** begin Source passage **
I'm interested in turbulence.
So I used to read some books and papers but it is hard to what they mean.
The reason that I can't understand is caused by that I'm not good at mathematics.
Just to arrange lectures that I've taken, there are vector calculus, linear algebra and engineering mathematics 1.
Contents that I've experienced in engineering mathematics 1 are just method for solving differential equations such as below(The reason that I've written below is because each different major handles different parts in engineering mathematics.)
- separation of variables
- exact / non exact differential equations
- homogenous / non homogenous linear differential equation
- 2nd order linear ordinary differential equation
- ordinary differential equation with constant
- homogenous Euler Cauchy equation
- method of undetermined coefficient
- variation of parameter
- higher order ordinary differential equation
- power series
- Laplace transform

Uppers are what I've learned until now.
And also I'm going to learn engineering mathematics 2 soon.
** end Source passage **
** begin Information shown **
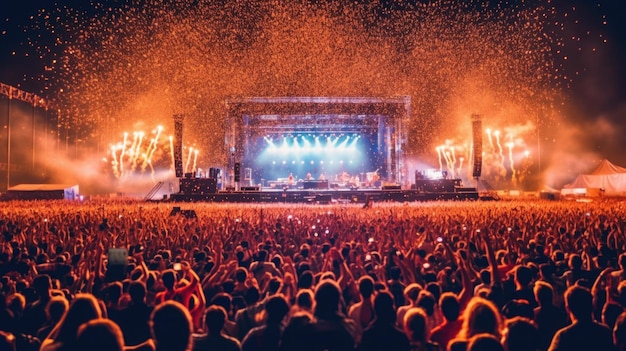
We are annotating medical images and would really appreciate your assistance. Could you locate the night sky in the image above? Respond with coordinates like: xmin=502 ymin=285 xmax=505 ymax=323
xmin=0 ymin=0 xmax=626 ymax=188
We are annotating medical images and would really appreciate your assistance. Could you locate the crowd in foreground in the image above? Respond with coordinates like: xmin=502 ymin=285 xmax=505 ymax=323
xmin=0 ymin=200 xmax=626 ymax=351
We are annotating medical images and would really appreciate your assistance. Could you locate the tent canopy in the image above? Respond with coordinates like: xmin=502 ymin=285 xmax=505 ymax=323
xmin=564 ymin=159 xmax=626 ymax=196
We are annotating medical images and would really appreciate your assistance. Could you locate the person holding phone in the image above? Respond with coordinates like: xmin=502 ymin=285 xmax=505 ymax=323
xmin=155 ymin=261 xmax=206 ymax=329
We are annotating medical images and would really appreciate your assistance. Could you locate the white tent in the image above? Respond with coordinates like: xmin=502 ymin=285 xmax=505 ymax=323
xmin=564 ymin=160 xmax=626 ymax=196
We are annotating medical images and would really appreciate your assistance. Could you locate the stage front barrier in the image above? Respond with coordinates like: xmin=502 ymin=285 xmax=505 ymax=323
xmin=302 ymin=180 xmax=328 ymax=189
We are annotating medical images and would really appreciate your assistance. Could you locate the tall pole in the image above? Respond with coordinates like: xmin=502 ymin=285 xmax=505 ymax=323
xmin=7 ymin=94 xmax=12 ymax=190
xmin=31 ymin=101 xmax=37 ymax=171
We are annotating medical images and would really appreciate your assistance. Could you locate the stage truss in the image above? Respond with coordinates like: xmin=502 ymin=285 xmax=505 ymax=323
xmin=224 ymin=96 xmax=411 ymax=186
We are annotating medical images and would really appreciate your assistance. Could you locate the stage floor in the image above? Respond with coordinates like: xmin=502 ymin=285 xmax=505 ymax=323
xmin=170 ymin=188 xmax=479 ymax=203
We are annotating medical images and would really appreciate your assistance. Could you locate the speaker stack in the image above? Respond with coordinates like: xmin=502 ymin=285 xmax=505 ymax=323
** end Information shown **
### Given task A
According to the post about studying turbulence, which three courses has the writer already taken?
### Given task B
Extend the post about studying turbulence, picking up right after its final sentence.

### Answer A
Vector calculus, linear algebra and engineering mathematics 1.

### Answer B
Contents that I'm going to learn in engineering mathematics 2 will be below
- Fourier Series / integration / transform
- Complex function
- Integration of complex function
- Taylor Series
- Laurant Series
- Residue theorem / integration
- Conformal mapping

But I'm not sure these are enough.
When I read turbulence paper, there were lots of things that I can't understand mathematically.
For example
- Pass filter
- conditional correlation coefficient
- spectral density function
- Stokes-Helmholtz decomposition
- conditional average(expectation)
- two point correlation
- cross spectral density function
- probability density function

I think I need to learn mathematics more.
So I want to be recommended subjects or lectures that can cover uppers and mathematics for turbulence research/study.
I think there can be probability theory and statistics. But I don't know what else there are.
And also I want to ask one more thing.
When you forumers are stucked by mathematics or formula in paper, do you guys just neglect those things?
For me, it is hard to understand meaning of author's intention or physical situation without understanding mathematical formula.
And also once I try to study unknown mathematical part, I had to retrace previous part consistently because that part is related to many other parts often.
What do you think about it?
I want to listen your advice and wisdom.

Thank you~!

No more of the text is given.